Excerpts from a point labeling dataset
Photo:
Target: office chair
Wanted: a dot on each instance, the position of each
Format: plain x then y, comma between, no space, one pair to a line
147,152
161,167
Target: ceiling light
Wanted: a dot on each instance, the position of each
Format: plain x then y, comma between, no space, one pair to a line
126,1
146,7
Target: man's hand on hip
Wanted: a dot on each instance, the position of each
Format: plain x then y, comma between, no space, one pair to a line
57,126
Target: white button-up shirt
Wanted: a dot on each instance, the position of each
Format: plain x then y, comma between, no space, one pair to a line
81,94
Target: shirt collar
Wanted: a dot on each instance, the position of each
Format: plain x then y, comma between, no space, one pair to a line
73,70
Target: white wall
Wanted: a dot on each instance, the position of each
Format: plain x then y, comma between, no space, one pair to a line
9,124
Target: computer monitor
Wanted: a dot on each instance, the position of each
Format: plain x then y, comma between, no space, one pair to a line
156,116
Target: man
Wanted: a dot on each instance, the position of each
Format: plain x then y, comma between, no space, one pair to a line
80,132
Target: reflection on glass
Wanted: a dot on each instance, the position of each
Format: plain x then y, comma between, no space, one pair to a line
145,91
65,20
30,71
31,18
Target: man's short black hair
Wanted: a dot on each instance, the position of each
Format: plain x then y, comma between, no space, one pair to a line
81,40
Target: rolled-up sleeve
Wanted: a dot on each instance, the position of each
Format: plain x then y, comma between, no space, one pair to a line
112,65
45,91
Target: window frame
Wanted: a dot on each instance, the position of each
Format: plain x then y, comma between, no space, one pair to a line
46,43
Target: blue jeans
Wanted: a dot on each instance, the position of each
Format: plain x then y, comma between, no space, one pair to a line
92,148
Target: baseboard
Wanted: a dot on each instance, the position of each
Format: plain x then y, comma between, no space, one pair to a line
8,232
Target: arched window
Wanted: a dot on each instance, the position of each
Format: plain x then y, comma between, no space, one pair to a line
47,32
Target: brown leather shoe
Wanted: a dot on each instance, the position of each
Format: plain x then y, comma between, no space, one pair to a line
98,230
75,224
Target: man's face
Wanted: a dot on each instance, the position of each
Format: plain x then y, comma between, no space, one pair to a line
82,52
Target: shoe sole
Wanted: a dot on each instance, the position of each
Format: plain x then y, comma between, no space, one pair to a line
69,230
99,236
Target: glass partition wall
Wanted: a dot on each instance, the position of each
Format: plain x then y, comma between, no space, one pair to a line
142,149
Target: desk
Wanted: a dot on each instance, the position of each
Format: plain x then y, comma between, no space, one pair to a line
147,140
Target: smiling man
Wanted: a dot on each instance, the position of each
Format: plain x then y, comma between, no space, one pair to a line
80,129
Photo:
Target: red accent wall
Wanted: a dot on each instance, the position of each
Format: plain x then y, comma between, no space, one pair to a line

> [Work to do]
Reproduce all of the data above, line for line, without altering anything.

> [Finished exercise]
Photo:
Target: office chair
Wanted: a dot on each instance, the position of each
Format: plain x then y, comma between, no space, one pair to a line
147,152
161,167
Target: ceiling light
Wanted: a dot on each instance, the position of each
Format: plain x then y, comma between, no space, one pair to a line
126,1
146,7
Target: man's hand on hip
Wanted: a dot on each instance, the position of each
Format: plain x then y, comma between, no space, one pair to a line
57,126
Target: white button-up shirt
Wanted: a dot on each instance, the position of each
Format: plain x then y, comma between, no space, one pair to a line
81,94
Target: shirt collar
Wanted: a dot on each instance, the position of each
Format: plain x then y, comma between, no space, one pair to a line
73,70
Target: white wall
Wanted: a dot on each instance, the position of each
Format: plain x then y, comma between, no space, one pair to a line
9,124
Target: computer monitor
Wanted: a dot on each instance, the position of each
Format: plain x then y, comma between, no space, one pair to a line
156,116
Target: man
Wanted: a dot on each instance, the position of each
Format: plain x then y, comma between, no space, one pair to a line
80,132
Target: reflection on glass
Wanted: a dot on each instance, the position of each
Format: plain x then y, comma between, no space, one pair to a line
145,91
65,20
30,71
31,18
Target: man's short black hair
Wanted: a dot on each instance, the position of each
Format: plain x then y, comma between, no space, one pair to a line
81,40
Target: rolled-up sleeve
Wanted: a dot on each instance, the position of each
Format: plain x then y, comma between, no space, one pair to a line
112,65
45,91
Target: window frame
Wanted: a dot on each instance, the position of each
Format: plain x then y, comma between, no space, one pair to a line
46,43
Target: blue jeans
Wanted: a dot on each instance, the position of each
Format: plain x then y, comma between, no space, one pair to a line
92,148
Target: baseboard
Wanted: a dot on each instance, the position of each
Format: plain x then y, comma between, no space, one pair to a line
8,232
Target: arched window
Wanted: a dot on each instance, the position of each
Format: plain x then y, comma between, no space, one pair to a line
47,32
Target: brown leather shoe
Wanted: a dot on each instance, the position of each
Format: plain x then y, comma between, no space, one pair to a line
98,230
75,224
Target: man's face
Wanted: a dot on each instance, the position of each
Format: plain x then y, comma between, no space, one pair to a line
82,52
Target: shoe sole
Wanted: a dot on each instance, the position of each
Format: plain x then y, comma between, no space, one pair to a line
69,230
99,236
Target: glass partition wall
Wanted: a dot on each instance, the position of each
Format: plain x then y, comma between, no space, one pair to a line
142,149
Target: desk
Wanted: a dot on each instance, the position of each
Format: plain x then y, comma between, no space, one pair to a line
147,140
Target: smiling man
Wanted: a dot on each instance, the position of each
Format: plain x then y, comma between, no space, one pair to a line
80,129
Photo:
Target: red accent wall
Wanted: a dot on each instance, the position of each
Format: plain x then y, comma between, no space, one pair to a line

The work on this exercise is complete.